▶ _WHAT YOU HAVE TO DO_
Show each line of the entries below in which the word "float" appears.

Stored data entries

================================

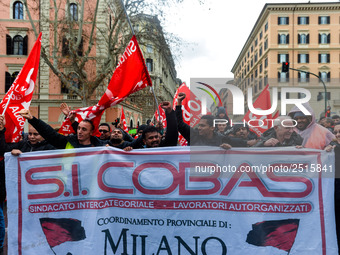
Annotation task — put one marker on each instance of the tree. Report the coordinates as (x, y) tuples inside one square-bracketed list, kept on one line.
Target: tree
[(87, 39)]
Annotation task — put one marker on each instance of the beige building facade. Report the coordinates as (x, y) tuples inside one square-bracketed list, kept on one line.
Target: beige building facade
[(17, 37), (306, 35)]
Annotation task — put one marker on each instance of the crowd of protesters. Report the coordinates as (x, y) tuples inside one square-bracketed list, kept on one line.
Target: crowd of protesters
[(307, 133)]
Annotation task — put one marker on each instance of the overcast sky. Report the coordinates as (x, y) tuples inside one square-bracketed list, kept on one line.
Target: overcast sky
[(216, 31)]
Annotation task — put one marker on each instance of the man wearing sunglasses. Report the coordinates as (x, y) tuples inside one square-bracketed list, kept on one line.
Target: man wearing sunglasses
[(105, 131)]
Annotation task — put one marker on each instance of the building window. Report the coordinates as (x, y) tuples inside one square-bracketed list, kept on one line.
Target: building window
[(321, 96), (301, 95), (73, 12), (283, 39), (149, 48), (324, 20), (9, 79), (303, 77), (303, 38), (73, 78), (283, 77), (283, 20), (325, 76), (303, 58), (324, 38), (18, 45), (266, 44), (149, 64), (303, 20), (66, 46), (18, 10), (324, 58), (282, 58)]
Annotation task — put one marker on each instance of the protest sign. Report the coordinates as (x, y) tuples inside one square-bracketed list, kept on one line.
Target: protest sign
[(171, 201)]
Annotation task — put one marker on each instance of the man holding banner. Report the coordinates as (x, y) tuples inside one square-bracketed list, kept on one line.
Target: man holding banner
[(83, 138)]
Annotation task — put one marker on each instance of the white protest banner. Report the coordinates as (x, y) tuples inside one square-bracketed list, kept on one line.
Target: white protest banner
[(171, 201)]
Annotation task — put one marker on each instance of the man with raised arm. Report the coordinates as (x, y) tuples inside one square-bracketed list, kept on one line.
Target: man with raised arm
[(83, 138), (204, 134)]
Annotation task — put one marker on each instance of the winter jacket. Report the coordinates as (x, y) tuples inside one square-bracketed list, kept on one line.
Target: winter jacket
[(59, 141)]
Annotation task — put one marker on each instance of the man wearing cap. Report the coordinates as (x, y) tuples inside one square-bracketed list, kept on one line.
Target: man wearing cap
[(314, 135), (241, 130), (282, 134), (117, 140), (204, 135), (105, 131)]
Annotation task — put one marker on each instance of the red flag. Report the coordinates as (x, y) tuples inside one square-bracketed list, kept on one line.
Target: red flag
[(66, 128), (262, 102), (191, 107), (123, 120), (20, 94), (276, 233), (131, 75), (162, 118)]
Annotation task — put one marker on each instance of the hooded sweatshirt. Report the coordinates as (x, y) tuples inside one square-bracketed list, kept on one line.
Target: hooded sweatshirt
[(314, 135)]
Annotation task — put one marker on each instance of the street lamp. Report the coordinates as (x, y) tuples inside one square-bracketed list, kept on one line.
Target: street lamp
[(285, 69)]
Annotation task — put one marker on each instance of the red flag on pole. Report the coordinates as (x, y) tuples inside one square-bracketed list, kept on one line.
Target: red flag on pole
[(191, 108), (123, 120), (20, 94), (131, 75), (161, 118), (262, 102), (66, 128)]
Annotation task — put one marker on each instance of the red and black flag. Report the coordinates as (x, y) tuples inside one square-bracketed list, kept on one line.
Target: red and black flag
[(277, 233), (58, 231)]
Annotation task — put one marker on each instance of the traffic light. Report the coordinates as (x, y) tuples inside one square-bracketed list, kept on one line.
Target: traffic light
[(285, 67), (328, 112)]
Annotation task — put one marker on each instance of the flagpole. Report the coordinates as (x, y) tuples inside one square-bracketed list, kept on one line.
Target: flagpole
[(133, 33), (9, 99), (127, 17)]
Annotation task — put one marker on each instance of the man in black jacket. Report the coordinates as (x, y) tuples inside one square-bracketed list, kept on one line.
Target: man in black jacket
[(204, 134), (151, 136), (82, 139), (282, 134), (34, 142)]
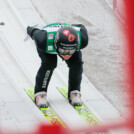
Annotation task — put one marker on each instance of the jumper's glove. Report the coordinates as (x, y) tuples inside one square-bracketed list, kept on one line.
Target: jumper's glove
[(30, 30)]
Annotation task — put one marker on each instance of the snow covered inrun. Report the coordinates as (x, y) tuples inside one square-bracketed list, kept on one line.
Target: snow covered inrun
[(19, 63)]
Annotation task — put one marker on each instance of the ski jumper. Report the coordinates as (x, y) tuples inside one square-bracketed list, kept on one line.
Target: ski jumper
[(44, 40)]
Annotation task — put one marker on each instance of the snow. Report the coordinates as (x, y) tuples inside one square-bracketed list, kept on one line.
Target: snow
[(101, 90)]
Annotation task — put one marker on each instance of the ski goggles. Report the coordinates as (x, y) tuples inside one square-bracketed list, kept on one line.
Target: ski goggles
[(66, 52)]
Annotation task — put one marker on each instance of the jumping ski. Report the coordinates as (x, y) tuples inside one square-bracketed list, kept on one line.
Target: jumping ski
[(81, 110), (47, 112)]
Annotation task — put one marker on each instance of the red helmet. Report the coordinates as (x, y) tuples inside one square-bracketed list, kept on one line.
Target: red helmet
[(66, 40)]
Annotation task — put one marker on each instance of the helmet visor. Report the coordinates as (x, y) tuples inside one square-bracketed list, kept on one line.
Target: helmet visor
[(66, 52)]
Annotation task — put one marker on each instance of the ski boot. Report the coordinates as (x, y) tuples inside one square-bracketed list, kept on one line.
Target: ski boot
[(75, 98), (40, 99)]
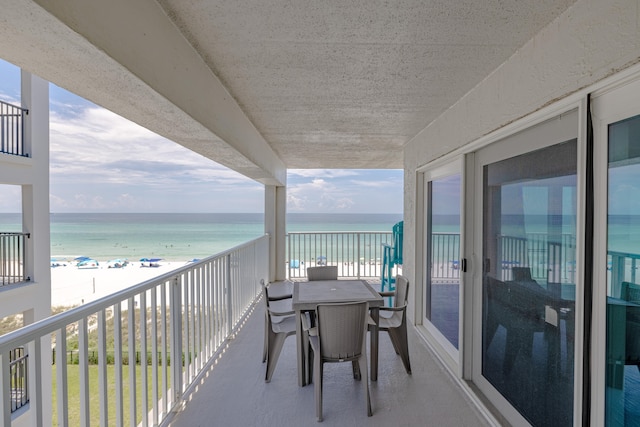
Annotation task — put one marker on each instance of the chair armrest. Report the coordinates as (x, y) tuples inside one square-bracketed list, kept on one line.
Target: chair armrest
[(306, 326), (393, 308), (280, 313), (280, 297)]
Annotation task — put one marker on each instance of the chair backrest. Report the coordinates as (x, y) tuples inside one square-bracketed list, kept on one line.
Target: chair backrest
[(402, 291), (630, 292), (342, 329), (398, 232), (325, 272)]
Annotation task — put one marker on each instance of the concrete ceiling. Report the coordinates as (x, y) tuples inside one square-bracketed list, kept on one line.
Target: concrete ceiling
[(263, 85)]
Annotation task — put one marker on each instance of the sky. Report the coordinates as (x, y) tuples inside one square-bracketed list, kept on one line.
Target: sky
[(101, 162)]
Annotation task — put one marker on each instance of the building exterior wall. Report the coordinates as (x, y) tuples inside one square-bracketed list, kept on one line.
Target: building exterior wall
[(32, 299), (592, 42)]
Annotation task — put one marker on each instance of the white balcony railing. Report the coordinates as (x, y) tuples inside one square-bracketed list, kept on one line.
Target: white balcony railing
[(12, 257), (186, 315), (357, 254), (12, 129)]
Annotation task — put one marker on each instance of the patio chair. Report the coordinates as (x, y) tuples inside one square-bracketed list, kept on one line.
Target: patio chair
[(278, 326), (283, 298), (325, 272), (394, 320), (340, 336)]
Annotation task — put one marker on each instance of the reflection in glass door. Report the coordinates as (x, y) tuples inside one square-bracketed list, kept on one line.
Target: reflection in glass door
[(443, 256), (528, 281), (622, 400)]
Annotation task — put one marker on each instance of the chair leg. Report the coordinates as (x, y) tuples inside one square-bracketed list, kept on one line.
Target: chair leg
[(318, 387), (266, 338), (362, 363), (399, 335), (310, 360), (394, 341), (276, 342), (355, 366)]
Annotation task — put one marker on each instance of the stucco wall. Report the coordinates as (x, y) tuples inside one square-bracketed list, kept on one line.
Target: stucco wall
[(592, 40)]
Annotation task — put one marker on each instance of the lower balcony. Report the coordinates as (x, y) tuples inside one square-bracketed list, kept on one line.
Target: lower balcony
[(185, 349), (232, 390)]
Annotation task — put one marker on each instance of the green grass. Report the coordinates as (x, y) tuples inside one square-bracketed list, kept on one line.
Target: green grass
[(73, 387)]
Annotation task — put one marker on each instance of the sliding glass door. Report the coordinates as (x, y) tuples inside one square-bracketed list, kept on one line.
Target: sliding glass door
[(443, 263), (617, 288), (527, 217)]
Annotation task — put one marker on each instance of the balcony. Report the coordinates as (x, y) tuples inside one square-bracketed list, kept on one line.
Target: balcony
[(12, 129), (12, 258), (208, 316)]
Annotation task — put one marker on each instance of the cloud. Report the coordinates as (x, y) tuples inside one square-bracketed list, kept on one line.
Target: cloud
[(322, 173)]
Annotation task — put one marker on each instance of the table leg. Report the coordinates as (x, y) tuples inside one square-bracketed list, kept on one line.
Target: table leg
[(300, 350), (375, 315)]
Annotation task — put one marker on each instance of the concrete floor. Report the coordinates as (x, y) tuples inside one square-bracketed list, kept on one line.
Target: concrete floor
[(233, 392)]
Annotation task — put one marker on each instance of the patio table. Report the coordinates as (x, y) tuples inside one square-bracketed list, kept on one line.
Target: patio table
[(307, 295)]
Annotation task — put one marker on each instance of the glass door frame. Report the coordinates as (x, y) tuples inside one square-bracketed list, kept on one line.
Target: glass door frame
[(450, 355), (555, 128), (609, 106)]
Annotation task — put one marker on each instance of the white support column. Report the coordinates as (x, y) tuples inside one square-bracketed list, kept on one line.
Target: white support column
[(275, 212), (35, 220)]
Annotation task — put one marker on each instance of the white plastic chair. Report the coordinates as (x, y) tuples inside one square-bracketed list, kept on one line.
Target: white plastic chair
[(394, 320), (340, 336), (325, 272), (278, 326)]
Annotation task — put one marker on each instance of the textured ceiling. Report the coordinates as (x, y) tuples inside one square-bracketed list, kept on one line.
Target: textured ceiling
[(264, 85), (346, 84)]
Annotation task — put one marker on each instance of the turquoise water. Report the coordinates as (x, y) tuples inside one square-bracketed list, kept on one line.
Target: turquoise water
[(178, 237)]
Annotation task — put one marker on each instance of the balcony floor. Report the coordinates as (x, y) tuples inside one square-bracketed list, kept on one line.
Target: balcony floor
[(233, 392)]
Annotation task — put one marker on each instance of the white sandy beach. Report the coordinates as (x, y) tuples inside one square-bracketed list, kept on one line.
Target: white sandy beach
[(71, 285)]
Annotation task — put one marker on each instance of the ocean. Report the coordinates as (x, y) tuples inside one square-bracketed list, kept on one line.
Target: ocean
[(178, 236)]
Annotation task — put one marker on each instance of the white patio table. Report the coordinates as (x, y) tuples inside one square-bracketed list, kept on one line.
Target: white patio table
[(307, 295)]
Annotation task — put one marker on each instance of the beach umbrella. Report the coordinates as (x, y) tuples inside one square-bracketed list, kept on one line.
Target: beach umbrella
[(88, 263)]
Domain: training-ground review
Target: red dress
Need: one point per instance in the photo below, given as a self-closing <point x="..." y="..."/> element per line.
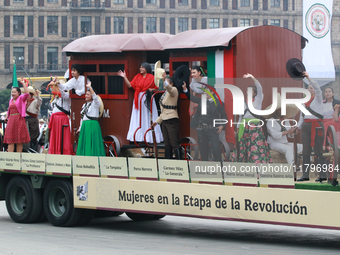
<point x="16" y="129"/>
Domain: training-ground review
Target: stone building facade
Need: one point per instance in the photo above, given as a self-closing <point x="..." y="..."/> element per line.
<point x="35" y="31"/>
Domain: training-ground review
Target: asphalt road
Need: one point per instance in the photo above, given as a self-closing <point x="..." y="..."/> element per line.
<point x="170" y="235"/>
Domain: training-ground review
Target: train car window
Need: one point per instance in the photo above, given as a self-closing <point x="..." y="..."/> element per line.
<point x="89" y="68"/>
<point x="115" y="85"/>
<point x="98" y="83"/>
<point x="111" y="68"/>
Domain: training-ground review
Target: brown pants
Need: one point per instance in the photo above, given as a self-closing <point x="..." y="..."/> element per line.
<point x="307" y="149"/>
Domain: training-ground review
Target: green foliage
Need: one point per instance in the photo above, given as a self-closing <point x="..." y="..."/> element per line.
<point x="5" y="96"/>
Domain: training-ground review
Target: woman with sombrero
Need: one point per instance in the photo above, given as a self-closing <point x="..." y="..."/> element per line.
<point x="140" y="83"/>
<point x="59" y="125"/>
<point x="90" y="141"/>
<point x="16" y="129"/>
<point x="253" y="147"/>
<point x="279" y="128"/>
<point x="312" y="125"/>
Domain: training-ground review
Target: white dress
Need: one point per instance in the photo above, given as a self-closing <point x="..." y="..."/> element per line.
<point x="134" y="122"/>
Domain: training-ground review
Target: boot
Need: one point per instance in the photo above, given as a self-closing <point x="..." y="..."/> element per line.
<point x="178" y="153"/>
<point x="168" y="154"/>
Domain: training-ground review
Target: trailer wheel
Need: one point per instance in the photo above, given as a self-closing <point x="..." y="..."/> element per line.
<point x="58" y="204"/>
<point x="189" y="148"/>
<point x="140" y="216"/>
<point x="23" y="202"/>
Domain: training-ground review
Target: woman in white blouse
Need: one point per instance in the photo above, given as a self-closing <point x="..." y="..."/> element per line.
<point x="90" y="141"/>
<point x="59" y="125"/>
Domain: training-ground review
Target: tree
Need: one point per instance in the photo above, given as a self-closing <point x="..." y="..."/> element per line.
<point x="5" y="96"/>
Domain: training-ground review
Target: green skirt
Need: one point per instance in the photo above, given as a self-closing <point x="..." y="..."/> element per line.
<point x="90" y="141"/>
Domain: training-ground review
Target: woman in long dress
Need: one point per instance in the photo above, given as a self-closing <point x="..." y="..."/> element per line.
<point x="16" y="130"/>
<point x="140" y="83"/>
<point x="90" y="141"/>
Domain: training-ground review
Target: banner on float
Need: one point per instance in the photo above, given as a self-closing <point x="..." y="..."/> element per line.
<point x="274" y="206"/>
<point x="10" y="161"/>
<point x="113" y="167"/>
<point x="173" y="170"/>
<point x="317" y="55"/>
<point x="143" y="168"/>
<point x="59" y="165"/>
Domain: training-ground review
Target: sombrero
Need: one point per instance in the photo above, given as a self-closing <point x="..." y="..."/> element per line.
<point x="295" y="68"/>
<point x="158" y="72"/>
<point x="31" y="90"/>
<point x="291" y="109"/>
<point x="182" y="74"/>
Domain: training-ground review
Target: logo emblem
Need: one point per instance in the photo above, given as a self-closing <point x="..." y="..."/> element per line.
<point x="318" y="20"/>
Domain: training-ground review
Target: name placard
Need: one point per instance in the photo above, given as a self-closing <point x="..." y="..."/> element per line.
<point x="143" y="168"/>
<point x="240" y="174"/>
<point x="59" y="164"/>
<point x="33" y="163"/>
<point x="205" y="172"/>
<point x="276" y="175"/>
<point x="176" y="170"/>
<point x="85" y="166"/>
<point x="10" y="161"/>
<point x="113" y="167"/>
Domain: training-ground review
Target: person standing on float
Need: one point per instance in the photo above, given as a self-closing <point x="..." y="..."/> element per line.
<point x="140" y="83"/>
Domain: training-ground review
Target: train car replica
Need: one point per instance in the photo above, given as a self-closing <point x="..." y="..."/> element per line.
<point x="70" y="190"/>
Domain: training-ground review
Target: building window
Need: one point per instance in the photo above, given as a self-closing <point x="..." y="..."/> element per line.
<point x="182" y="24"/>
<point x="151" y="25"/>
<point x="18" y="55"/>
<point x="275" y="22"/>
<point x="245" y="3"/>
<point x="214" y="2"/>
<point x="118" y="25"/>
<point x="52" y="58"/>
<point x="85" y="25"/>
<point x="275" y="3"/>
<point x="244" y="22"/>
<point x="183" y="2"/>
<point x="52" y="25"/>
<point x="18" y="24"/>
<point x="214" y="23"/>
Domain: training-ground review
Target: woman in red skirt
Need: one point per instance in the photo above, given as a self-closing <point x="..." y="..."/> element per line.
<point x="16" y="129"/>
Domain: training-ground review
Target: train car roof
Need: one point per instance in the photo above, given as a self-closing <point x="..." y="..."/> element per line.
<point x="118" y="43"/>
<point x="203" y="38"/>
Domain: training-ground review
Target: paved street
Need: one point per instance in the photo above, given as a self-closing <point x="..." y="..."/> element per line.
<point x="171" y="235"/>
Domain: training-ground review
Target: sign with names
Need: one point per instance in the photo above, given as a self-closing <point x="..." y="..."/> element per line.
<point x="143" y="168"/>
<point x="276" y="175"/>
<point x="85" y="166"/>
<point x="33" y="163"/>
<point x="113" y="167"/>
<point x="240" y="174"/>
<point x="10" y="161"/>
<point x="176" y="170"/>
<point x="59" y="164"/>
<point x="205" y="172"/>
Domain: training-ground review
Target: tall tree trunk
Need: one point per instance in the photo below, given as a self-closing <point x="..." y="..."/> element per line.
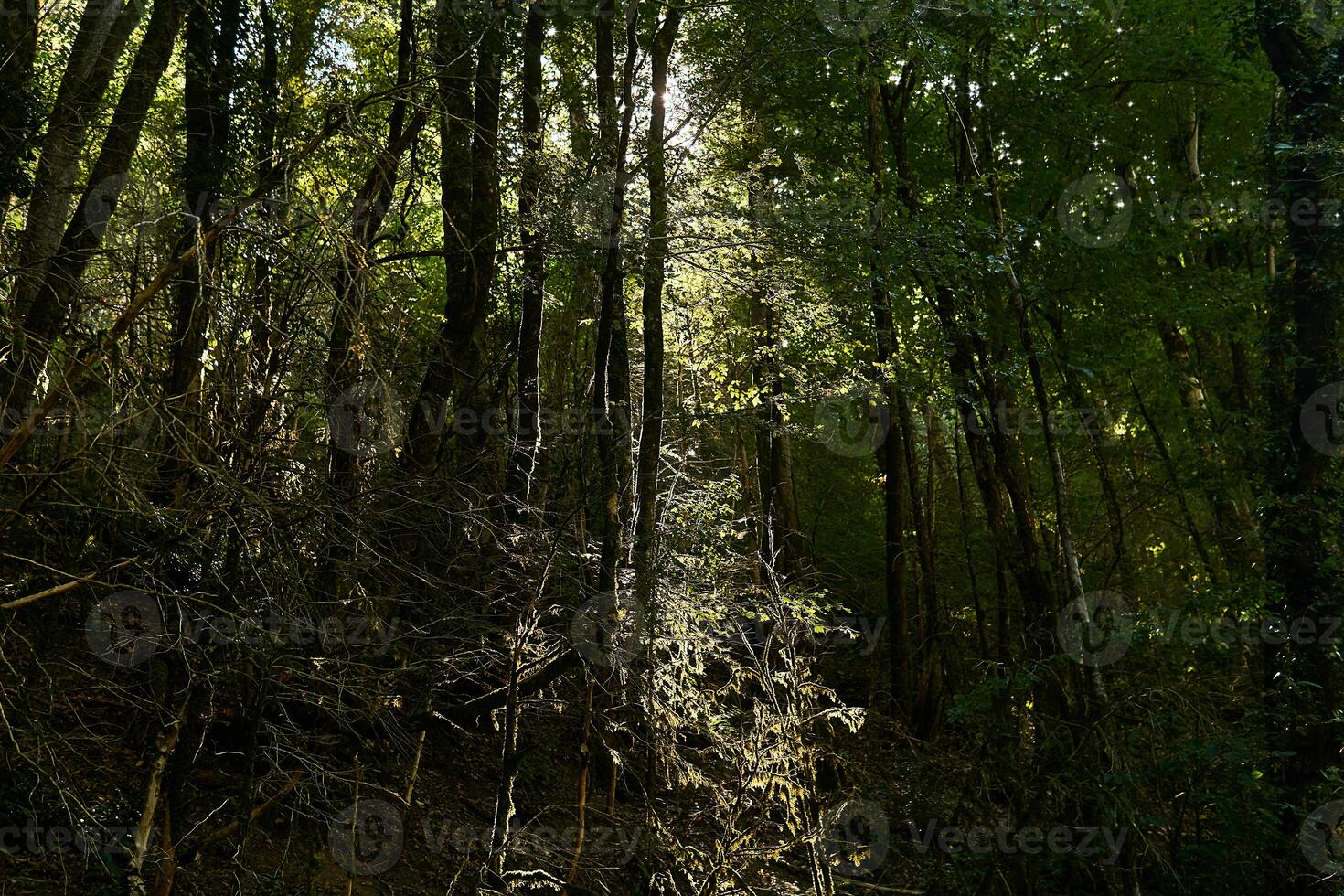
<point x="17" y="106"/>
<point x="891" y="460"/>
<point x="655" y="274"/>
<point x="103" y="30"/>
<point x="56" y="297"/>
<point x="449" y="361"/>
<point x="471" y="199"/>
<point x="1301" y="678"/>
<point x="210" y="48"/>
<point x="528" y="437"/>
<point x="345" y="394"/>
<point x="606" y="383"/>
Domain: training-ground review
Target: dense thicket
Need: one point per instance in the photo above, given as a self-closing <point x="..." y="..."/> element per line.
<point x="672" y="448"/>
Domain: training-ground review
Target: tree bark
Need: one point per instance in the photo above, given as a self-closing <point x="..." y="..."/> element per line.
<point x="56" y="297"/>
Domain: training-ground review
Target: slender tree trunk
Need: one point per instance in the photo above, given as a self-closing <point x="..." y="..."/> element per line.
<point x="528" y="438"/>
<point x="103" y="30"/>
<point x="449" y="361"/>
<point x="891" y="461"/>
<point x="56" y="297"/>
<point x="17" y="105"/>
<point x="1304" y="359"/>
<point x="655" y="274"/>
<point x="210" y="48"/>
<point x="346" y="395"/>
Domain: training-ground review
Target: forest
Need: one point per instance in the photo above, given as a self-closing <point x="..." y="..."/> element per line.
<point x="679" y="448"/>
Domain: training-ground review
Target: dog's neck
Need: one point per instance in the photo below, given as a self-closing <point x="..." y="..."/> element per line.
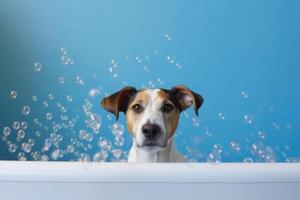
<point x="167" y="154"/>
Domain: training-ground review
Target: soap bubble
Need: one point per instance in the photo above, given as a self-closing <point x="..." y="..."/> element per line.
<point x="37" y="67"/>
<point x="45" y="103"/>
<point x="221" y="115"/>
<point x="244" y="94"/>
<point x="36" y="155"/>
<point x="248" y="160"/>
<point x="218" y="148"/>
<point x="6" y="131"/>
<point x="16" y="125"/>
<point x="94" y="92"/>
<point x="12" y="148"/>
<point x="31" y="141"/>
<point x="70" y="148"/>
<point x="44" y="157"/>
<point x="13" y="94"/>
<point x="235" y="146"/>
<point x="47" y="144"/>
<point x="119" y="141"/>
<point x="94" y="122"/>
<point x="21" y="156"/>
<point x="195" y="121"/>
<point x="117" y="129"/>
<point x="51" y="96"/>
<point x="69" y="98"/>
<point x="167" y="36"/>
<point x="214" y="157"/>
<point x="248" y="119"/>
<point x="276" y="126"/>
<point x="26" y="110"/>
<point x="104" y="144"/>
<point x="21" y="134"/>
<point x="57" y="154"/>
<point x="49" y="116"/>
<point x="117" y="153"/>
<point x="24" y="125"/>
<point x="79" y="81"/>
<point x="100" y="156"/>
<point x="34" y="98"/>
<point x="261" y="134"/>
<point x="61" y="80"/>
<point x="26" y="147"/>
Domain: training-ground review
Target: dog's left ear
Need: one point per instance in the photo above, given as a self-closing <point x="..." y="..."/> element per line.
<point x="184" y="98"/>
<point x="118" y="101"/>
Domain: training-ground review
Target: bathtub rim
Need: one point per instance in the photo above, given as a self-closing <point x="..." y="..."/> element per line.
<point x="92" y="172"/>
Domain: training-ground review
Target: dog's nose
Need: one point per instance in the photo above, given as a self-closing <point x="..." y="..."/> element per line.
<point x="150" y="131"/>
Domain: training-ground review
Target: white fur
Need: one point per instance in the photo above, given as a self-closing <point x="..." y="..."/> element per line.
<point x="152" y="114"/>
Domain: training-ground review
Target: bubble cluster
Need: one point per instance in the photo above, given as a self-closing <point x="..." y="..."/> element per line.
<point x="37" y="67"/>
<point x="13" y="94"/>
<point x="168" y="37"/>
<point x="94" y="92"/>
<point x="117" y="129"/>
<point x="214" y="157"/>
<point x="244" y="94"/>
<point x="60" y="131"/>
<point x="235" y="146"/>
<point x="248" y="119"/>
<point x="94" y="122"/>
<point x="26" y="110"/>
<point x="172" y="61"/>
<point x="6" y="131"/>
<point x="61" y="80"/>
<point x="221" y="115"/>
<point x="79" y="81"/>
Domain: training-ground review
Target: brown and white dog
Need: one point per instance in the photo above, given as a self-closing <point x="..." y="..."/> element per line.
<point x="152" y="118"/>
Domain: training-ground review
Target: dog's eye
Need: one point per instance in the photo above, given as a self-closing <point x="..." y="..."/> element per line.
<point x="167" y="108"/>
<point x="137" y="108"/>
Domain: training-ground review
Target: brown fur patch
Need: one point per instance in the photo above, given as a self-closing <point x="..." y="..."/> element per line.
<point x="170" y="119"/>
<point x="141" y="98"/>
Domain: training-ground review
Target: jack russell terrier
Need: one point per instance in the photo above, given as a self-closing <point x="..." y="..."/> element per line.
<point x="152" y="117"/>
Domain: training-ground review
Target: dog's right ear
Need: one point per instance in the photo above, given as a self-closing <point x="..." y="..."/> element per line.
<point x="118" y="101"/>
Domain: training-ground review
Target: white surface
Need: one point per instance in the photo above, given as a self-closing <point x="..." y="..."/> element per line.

================================

▶ _SOLUTION_
Target: banner on float
Target: person standing on float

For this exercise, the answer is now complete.